• Task description: Transcribe the part of the source text starting with "This film helped" and going on through "2 Cor 12:10.".

===== Source text =====

I want to thank the parishioners and others in the Davenport Diocese for prayers and kind letters. One thing I have learned from funerals is that the passing of a loved one has meaning for family and friends. They are changed in some way because the loved one who has died lives on through them.
On my trip back to the United States I was surprised to run into two Catholic military contract workers. The one from Iraq is a Chaldean-rite Catholic, and the one from Lebanon is a Maronite Catholic. I’ve read that in Lebanon, around the year 1900, more than 70 percent of the population was Catholic. These days, it’s only about half that percentage. Still, the influence of the fifth century St. Maron (or Maroun) and his renown for healings and miracles are still remembered in Lebanon today.
Conversation with a first-grader
Back home in the states, a few days after the funeral, I had an intriguing conversation with my nephew, first-grader Dylan Ohlms from St. Charles, Mo. At a family luncheon, he mentioned to me that his folks had just bought the DVD “Avatar.” I just happened to see this movie on the plane. I mentioned to Dylan that although the film has spectacular special effects, he should be aware of the pagan themes in the movie.
Since Dylan is only 8 years old, I spelled out p-a-g-a-n, remembering Mr. Rogers’ guide to introducing new words. The first thing Dylan said was “Oh, are they the bad guys?” So I added that “pagan” means to place nature above God who created nature. Dylan thought for a little bit and said, “Is that why they had trees for their churches?” “Exactly” I said, and I think that little Dylan captured this better than the movie reviews.
On the overseas flight I was also able to see the movie “Temple Grandin,” which so impressed me I think it is a movie that every junior high and senior high school student should watch. At first glance of the review of this, you might ask: “What’s interesting about a movie about an autistic woman who designs cattle-holding pens?” This movie captures an autistic person’s perception of the world, and how she overcomes obstacles at every step of her career.
This film helped me to understand something I’ve heard about persons with special needs. It’s a phrase that goes: “Someone with MS (or some other special need) must learn to embrace MS.” It’s not an easy thing to embrace MS, or autism, and I can understand this in the sense that Christ encourages us to take up and carry our cross.
We can only trust — as St Paul states — that in our weakness we find our strength. In Paul’s letters he states that for the sake of Christ he delighted in weaknesses, even in difficulties, “For when I am weak, then I am strong” 2 Cor 12:10.
(Fr. Kneemiller is a priest of the Diocese of Davenport who is serving as a chaplain in the Army Reserves in Afghanistan.)

===== Material =====

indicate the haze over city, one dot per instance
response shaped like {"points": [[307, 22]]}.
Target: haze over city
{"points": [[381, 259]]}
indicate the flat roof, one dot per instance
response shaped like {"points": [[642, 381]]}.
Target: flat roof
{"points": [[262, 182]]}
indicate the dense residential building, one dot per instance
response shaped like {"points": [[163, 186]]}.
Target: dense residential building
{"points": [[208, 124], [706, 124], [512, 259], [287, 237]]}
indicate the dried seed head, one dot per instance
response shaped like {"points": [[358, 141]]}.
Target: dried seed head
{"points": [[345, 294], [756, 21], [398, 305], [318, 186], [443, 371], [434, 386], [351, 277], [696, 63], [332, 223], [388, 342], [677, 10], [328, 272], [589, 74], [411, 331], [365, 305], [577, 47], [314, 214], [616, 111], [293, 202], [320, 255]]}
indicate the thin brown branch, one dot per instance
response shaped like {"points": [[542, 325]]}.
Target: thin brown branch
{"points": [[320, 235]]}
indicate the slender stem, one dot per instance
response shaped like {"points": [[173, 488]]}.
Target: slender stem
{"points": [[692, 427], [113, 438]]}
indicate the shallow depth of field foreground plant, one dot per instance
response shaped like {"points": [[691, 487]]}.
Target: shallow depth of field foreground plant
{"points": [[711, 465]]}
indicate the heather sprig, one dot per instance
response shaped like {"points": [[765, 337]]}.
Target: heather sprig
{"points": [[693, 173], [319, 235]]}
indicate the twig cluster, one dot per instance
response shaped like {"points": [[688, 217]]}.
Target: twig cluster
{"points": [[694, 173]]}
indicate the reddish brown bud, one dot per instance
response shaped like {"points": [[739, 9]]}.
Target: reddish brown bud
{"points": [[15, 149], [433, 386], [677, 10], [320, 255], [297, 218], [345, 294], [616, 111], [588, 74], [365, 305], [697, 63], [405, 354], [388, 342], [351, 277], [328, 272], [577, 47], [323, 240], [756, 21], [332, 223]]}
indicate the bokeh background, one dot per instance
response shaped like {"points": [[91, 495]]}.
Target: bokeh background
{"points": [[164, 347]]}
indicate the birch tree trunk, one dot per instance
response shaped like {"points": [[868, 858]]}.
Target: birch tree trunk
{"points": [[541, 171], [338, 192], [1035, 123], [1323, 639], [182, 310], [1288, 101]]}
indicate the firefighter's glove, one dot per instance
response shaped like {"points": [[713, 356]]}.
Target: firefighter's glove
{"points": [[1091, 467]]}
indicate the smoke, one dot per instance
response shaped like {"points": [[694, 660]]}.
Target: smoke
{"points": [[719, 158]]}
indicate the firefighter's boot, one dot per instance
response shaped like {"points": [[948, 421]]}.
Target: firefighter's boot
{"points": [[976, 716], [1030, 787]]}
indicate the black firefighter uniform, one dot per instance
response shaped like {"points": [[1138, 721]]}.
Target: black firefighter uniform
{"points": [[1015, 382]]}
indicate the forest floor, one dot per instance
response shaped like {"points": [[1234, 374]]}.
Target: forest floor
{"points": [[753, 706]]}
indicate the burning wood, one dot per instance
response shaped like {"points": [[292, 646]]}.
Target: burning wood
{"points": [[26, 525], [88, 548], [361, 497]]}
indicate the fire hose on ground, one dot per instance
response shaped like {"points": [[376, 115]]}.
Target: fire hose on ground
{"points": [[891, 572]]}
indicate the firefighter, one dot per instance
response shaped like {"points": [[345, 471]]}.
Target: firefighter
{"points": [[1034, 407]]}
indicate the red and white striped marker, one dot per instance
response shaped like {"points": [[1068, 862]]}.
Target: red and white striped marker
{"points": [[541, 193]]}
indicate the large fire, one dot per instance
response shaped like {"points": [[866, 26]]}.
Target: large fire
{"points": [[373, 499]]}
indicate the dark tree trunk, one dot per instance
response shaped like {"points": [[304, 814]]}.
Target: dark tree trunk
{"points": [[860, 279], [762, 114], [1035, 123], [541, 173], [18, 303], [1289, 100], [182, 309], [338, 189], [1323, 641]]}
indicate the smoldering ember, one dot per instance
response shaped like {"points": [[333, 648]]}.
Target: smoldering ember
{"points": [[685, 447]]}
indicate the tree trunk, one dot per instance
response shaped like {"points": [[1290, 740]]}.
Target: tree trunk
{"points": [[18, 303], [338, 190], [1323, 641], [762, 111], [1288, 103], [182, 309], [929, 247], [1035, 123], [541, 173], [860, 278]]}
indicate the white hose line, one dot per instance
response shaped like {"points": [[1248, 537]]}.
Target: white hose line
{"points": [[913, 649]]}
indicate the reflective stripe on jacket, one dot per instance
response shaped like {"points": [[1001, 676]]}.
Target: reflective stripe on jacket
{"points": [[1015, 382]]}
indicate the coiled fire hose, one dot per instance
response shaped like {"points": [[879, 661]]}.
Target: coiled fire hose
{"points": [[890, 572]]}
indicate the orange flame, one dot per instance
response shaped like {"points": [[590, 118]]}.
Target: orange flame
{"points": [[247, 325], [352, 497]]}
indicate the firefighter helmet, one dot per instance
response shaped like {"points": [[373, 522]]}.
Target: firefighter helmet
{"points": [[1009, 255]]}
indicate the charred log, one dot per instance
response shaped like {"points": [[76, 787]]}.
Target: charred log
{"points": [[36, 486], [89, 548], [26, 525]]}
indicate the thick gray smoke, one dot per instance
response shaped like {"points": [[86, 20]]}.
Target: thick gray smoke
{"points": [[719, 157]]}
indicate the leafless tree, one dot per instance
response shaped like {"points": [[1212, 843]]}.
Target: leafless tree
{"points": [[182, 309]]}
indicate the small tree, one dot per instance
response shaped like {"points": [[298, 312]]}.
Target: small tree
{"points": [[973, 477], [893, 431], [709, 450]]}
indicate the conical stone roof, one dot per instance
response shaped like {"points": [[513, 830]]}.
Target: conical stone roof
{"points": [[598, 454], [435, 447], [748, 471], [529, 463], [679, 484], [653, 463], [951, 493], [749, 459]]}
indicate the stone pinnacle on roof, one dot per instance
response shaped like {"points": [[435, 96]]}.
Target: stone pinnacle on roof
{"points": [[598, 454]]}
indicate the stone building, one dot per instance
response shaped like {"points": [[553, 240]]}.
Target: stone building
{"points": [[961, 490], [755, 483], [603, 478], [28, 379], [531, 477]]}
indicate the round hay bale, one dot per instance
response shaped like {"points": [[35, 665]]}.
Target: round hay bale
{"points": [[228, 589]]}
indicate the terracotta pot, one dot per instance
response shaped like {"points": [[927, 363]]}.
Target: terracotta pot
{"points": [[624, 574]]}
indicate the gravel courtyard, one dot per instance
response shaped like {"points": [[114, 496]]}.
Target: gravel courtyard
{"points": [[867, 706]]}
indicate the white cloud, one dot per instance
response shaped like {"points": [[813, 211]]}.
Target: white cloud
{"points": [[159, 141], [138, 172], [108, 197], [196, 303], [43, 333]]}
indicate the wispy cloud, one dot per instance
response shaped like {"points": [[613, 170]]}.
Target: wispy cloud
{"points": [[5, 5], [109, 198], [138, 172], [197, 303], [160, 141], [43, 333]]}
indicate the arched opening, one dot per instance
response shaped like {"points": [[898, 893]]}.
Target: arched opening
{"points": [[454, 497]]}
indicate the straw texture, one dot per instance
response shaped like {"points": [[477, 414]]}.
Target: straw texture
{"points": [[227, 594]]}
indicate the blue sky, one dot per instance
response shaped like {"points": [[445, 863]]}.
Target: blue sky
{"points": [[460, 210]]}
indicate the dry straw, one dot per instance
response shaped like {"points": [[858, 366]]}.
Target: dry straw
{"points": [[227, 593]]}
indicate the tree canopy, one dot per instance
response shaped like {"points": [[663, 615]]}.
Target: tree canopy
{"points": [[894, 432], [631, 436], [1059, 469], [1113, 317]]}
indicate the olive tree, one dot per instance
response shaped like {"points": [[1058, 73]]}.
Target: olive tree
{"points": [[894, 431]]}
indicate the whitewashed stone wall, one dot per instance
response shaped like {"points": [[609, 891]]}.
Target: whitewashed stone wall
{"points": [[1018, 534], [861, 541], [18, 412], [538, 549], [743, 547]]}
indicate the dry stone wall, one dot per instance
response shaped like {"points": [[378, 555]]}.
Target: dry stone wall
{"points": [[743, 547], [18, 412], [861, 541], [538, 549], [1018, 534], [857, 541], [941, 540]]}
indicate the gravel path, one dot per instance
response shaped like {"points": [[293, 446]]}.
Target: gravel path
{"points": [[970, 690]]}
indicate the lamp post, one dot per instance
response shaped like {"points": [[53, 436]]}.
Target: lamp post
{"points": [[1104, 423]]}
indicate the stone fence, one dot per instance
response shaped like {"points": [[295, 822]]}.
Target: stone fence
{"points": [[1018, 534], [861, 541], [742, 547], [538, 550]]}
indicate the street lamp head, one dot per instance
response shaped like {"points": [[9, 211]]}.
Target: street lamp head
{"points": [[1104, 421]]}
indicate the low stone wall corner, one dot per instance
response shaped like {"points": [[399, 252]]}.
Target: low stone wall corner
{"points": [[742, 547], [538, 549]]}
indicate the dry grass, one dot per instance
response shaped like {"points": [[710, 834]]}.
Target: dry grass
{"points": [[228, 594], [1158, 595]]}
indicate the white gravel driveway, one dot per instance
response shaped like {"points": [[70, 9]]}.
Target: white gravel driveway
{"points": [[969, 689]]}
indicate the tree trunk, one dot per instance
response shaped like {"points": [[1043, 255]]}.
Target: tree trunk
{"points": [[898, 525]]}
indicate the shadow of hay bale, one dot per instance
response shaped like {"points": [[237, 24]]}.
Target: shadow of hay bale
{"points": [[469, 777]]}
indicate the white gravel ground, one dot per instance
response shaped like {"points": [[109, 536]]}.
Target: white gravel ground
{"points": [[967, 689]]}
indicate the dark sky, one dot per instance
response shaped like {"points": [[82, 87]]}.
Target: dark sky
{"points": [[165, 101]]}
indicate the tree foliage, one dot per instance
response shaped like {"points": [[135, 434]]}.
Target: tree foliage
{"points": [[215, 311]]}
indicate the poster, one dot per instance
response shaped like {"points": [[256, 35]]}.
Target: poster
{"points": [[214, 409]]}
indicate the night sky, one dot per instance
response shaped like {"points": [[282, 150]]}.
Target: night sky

=====

• Answer:
This film helped me to understand something I’ve heard about persons with special needs. It’s a phrase that goes: “Someone with MS (or some other special need) must learn to embrace MS.” It’s not an easy thing to embrace MS, or autism, and I can understand this in the sense that Christ encourages us to take up and carry our cross.
We can only trust — as St Paul states — that in our weakness we find our strength. In Paul’s letters he states that for the sake of Christ he delighted in weaknesses, even in difficulties, “For when I am weak, then I am strong” 2 Cor 12:10.